- [STATED PROBLEM] Please set out every one of the records below as a numbered list of lines, skipping any blank lines. Leave the pictures out of your answer.

---*---

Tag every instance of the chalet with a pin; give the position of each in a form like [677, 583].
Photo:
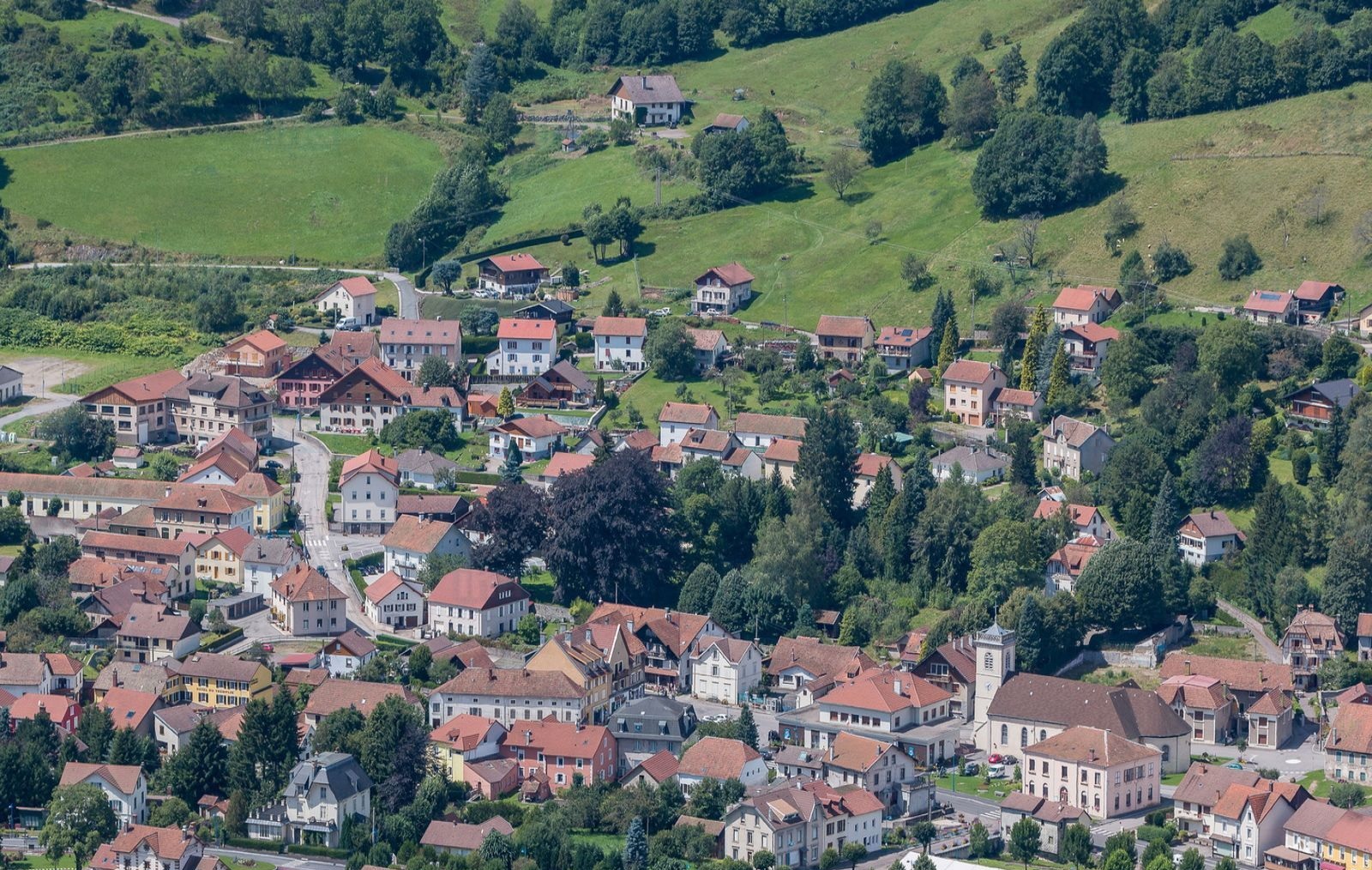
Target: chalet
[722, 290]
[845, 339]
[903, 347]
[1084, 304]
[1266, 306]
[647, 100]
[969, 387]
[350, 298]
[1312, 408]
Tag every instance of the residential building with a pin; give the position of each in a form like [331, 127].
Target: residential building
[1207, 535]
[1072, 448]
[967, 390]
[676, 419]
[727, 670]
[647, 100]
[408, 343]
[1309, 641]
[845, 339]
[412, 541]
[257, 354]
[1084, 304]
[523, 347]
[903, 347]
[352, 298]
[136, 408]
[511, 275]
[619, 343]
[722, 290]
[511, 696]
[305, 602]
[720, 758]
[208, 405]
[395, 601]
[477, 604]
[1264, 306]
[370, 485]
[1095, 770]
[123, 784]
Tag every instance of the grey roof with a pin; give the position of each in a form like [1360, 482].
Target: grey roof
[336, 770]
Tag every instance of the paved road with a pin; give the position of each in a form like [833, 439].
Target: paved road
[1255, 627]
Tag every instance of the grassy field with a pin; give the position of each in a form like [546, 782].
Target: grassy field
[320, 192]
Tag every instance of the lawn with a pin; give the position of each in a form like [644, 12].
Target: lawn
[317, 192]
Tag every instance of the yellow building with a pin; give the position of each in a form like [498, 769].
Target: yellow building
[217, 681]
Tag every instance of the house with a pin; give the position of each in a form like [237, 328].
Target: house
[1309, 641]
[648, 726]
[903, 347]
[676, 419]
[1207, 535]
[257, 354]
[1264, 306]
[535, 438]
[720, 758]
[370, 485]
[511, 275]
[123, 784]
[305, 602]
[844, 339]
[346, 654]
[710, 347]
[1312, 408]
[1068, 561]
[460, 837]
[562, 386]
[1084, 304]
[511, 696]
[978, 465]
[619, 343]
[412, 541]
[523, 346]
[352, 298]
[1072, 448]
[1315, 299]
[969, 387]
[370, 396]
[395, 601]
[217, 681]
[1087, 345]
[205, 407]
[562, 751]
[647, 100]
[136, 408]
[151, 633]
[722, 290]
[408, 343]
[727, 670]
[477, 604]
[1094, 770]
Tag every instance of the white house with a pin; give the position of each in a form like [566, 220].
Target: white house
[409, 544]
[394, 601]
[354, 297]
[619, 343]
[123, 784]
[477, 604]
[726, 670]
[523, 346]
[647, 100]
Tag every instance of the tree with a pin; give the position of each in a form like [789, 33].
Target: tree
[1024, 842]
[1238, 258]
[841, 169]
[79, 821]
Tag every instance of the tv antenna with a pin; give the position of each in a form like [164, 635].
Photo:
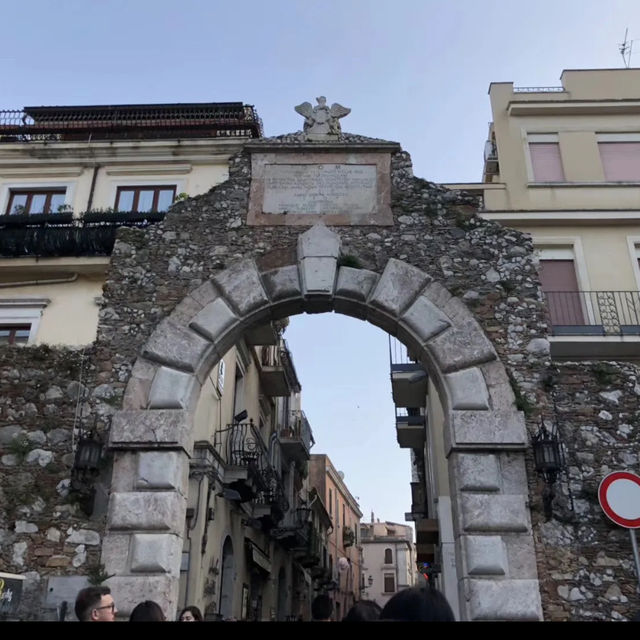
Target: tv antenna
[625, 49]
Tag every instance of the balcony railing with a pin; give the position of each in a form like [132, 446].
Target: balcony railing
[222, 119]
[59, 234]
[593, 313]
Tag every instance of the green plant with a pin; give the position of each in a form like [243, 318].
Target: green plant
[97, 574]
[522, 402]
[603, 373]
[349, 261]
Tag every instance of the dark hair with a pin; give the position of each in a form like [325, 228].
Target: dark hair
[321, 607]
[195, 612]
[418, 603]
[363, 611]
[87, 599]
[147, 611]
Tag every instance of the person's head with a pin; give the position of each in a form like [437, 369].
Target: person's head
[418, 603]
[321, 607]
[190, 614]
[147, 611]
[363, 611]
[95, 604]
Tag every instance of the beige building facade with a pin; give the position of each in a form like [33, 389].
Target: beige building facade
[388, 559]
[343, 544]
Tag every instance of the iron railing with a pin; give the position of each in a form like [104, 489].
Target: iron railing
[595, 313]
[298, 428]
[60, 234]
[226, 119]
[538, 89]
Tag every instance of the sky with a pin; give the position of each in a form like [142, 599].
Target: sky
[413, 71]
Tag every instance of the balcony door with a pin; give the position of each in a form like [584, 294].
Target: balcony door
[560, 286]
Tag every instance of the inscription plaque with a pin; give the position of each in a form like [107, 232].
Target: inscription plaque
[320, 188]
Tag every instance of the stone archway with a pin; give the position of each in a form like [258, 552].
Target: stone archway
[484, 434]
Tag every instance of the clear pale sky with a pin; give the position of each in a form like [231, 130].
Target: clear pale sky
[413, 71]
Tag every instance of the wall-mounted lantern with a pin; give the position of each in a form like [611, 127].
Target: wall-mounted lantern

---*---

- [TASK RESULT]
1. Tag every instance of the chalet with a pin; give the position of each in a form like [677, 583].
2. Photo:
3. Target: chalet
4. [722, 290]
5. [845, 339]
6. [903, 347]
7. [1084, 304]
8. [1266, 306]
9. [647, 100]
10. [969, 387]
11. [350, 298]
12. [1312, 408]
13. Tag every instance of the residential building with a pin; give the position of each in a form like [331, 127].
14. Target: residential building
15. [1207, 535]
16. [1072, 448]
17. [967, 390]
18. [676, 419]
19. [727, 670]
20. [647, 100]
21. [408, 343]
22. [1309, 641]
23. [845, 339]
24. [412, 541]
25. [257, 354]
26. [1084, 304]
27. [523, 347]
28. [903, 347]
29. [352, 298]
30. [136, 408]
31. [511, 275]
32. [619, 343]
33. [722, 290]
34. [511, 696]
35. [305, 602]
36. [720, 758]
37. [208, 405]
38. [395, 601]
39. [477, 604]
40. [1264, 306]
41. [370, 485]
42. [1095, 770]
43. [123, 784]
44. Tag every instance of the grey roof with a pin; give the position of each in a form like [1360, 482].
45. Target: grey roof
46. [336, 770]
47. Tag every instance of the paved road with a pin; give the position of each in a form like [833, 439].
48. Target: paved road
49. [1255, 627]
50. Tag every instance of the grassy field with a pin; give the position of each in a form like [546, 782].
51. Target: grassy field
52. [320, 192]
53. Tag every instance of the lawn with a pin; give the position of each in a form like [644, 12].
54. Target: lawn
55. [317, 192]
56. Tag every instance of the yellow building with a pin; give the position of each in a form like [498, 769].
57. Target: yellow building
58. [217, 681]
59. Tag every instance of the house with a pin; give the position of each in a form like [237, 328].
60. Target: house
61. [1309, 641]
62. [648, 726]
63. [903, 347]
64. [676, 419]
65. [1207, 535]
66. [257, 354]
67. [1264, 306]
68. [535, 438]
69. [720, 758]
70. [370, 485]
71. [511, 275]
72. [123, 784]
73. [305, 602]
74. [844, 339]
75. [346, 654]
76. [710, 347]
77. [1312, 408]
78. [1068, 561]
79. [460, 837]
80. [562, 386]
81. [1084, 304]
82. [511, 696]
83. [978, 465]
84. [619, 343]
85. [412, 541]
86. [523, 346]
87. [352, 298]
88. [1072, 448]
89. [1315, 299]
90. [969, 387]
91. [370, 396]
92. [395, 601]
93. [217, 681]
94. [1087, 345]
95. [205, 407]
96. [562, 751]
97. [647, 100]
98. [136, 408]
99. [151, 633]
100. [722, 290]
101. [408, 343]
102. [727, 670]
103. [477, 604]
104. [1094, 770]
105. Tag every instance of the white house with a pin; give the position of each in a form like [566, 220].
106. Target: white house
107. [409, 544]
108. [394, 601]
109. [354, 297]
110. [619, 343]
111. [123, 784]
112. [477, 604]
113. [726, 670]
114. [523, 346]
115. [647, 100]
116. Tag every instance of the tree with a pin; give the position of each in a form like [789, 33].
117. Target: tree
118. [1024, 842]
119. [1238, 258]
120. [841, 169]
121. [79, 821]
122. Tag every instance of the tv antenna with a pin; give the position of each in a form like [164, 635].
123. Photo:
124. Target: tv antenna
125. [625, 49]
126. Tag every instance of the balcony railing with a pin; give the position of each in a form like [132, 446].
127. Target: balcony railing
128. [222, 119]
129. [59, 234]
130. [593, 313]
131. Tag every instance of the green plant with a pin; give the position of each in a form like [243, 318].
132. Target: green plant
133. [97, 574]
134. [522, 402]
135. [603, 373]
136. [349, 261]
137. Tag every instance of the dark hair with a pin; give the position of each in a form like [325, 228].
138. Target: dark hair
139. [321, 607]
140. [195, 612]
141. [418, 603]
142. [363, 611]
143. [87, 599]
144. [147, 611]
145. Tag every instance of the person's head with a pin; give the position of each in a form like [437, 369].
146. Target: person's head
147. [418, 603]
148. [321, 607]
149. [190, 614]
150. [147, 611]
151. [363, 611]
152. [95, 604]
153. Tag every instance of the beige building facade with a pin; give the position of each in a form like [33, 389].
154. Target: beige building facade
155. [388, 559]
156. [343, 544]
157. Tag every instance of the iron railing with a pin; give the position of each in a form like [104, 489].
158. Target: iron railing
159. [595, 313]
160. [298, 428]
161. [60, 234]
162. [226, 119]
163. [538, 89]
164. Tag every instance of the sky with a pin; give the position of each in a form like [142, 599].
165. Target: sky
166. [413, 71]
167. Tag every instance of the balcony door with a pin; give the position of each in a form like [584, 294].
168. Target: balcony door
169. [560, 286]
170. Tag every instance of the inscription plaque with a pin; give the position of each in a form like [107, 232].
171. Target: inscription plaque
172. [320, 188]
173. Tag every instance of the stone archway with a pin; give the position of each in a form like [258, 552].
174. Target: stone archway
175. [484, 434]
176. Tag every instance of the clear pale sky with a pin; give the position of each in a form like [231, 130].
177. Target: clear pale sky
178. [413, 71]
179. Tag every instance of the wall-mounted lantern with a pin; give the position of each in a form like [611, 127].
180. Target: wall-mounted lantern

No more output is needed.